# What you need to do
Please check each statement against the passage about the song "Do You..." below and answer yes or no for each, quoting the exact words from the passage that settle it. (a) The song was released as a digital single on September 11, 2012. (b) The song peaked at number 10 on the R&B Songs chart. (c) The song spent 19 weeks on the Billboard Hot R&B/Hip-Hop Songs.

# Reading text
+===+

Not many singers could get away with lines like 'What about matinee movies' ... It's the stuff of unbearable rom-com montages, but Miguel's playful delivery brings it over.
— — Andrew Ryce, Pitchfork Media

"Do You..." was originally featured on Kaleidoscope Dream: The Air Preview, which was released on September 11, 2012, as the second in a three-part series of EPs released by Miguel to preview Kaleidoscope Dream. It was released as a digital single on September 18 by ByStorm Entertainment and RCA Records. In the week of November 3, it debuted at number 49 on the Billboard Hot R&B/Hip-Hop Songs. It spent eight weeks on the chart, peaking at number 32 in the week of January 26, 2013. It also charted for 19 weeks and reached number 24 on the Hot R&B/Hip-Hop Airplay. On the R&B Songs chart, "Do You..." spent 24 weeks and peaked at number 10.

+===+

# Records supplied
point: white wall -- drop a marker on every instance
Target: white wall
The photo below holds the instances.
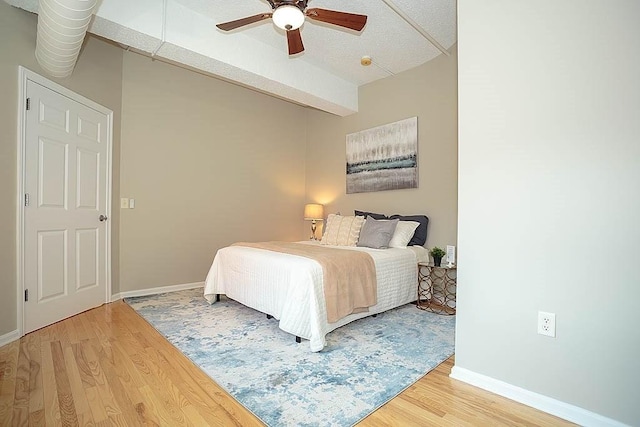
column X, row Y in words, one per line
column 549, row 195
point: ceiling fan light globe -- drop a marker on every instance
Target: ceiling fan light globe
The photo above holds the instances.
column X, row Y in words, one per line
column 288, row 17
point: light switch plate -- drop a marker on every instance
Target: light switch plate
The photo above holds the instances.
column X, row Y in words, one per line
column 451, row 254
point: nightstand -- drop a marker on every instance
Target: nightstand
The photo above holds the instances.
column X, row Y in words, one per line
column 437, row 288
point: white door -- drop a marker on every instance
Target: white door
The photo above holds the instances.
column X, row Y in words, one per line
column 65, row 181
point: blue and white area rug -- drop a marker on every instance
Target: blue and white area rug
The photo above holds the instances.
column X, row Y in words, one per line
column 365, row 364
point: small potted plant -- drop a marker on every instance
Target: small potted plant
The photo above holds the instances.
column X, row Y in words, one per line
column 437, row 254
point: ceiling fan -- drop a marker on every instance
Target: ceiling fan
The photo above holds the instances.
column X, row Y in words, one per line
column 289, row 15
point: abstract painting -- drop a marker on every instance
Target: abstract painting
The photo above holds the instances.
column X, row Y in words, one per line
column 383, row 158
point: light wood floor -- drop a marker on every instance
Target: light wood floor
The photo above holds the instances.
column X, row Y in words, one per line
column 107, row 366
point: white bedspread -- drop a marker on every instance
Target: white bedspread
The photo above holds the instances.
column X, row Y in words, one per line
column 289, row 287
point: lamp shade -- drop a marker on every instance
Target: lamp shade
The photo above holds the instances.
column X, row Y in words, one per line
column 313, row 211
column 288, row 17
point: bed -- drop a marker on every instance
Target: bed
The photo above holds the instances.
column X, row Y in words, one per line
column 290, row 287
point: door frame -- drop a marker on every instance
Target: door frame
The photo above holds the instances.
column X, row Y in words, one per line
column 24, row 75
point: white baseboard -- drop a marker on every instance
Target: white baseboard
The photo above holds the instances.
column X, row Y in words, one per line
column 546, row 404
column 154, row 291
column 9, row 337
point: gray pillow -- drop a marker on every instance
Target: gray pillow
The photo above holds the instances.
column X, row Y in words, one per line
column 377, row 233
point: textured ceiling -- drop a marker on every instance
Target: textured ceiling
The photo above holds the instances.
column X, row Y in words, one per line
column 325, row 76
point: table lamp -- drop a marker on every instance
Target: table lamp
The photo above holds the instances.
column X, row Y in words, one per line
column 313, row 212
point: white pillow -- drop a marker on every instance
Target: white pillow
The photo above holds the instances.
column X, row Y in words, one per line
column 342, row 230
column 403, row 234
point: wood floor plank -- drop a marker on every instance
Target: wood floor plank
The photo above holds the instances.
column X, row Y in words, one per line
column 36, row 393
column 83, row 410
column 68, row 413
column 114, row 414
column 50, row 389
column 21, row 395
column 108, row 366
column 9, row 364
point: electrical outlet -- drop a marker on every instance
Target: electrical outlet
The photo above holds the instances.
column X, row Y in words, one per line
column 547, row 324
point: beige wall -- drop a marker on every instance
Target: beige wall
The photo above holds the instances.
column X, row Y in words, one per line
column 97, row 76
column 428, row 92
column 208, row 164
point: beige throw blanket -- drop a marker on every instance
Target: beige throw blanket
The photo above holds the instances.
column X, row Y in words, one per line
column 349, row 276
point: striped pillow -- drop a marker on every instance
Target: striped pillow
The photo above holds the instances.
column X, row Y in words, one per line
column 342, row 230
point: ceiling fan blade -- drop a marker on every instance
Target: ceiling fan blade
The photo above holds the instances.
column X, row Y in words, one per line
column 343, row 19
column 231, row 25
column 294, row 39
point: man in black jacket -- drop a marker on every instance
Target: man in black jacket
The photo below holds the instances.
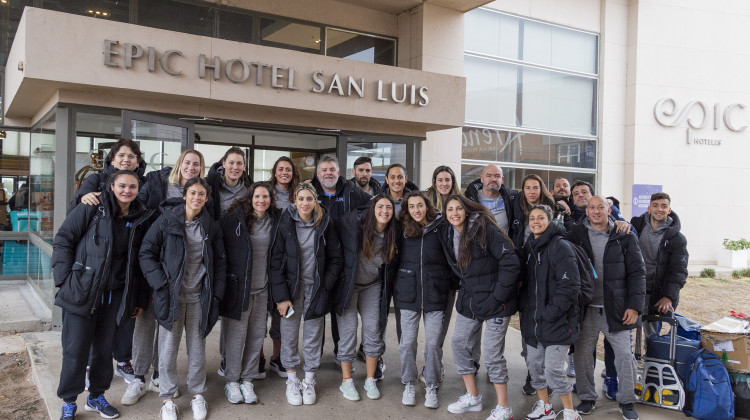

+===+

# Result of this exercise
(a) No: "It was released as a digital single on September 18 by ByStorm Entertainment and RCA Records."
(b) Yes: "spent 24 weeks and peaked at number 10"
(c) No: "It spent eight weeks on the chart"